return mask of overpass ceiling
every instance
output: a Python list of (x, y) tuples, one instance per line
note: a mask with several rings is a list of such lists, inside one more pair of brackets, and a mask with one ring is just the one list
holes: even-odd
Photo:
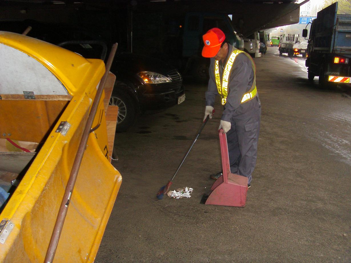
[(232, 14), (233, 23), (244, 36), (255, 31), (298, 22), (299, 6), (296, 0), (2, 0), (0, 6), (58, 6), (80, 5), (99, 8), (118, 9), (128, 5), (139, 10), (220, 13)]

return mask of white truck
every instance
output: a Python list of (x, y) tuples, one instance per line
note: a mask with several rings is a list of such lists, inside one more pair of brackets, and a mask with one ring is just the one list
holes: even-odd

+---+

• Do this: Give the listing above as a Markdown table with the columns "Row" and "Text", where each row holds a line's number and that line. Leave out blank lines and the pictures.

• Task result:
| Row | Text |
|---|---|
| 1 | return mask of overpass ceiling |
| 2 | every instance |
| 3 | output: a Python list of (x, y) tuples, one instance per line |
| 4 | note: a mask with several rings is a list of such lists, inside one more pair of brackets, and a mask with one ring is just the one list |
| 5 | holes: even-odd |
| 6 | Photo: |
| 7 | [(232, 14), (233, 23), (244, 36), (255, 31), (298, 22), (299, 6), (296, 0), (2, 0), (0, 6), (58, 6), (80, 5), (99, 8), (118, 9), (128, 5), (139, 10), (220, 13)] |
| 8 | return mask of white truck |
| 9 | every instance |
| 10 | output: a Python list of (x, y) tuples, one instance per line |
| 11 | note: a mask with several rings is a list of such lists, inside one more pair of brackets, and a mask with one ring is just the one list |
| 12 | holes: even-odd |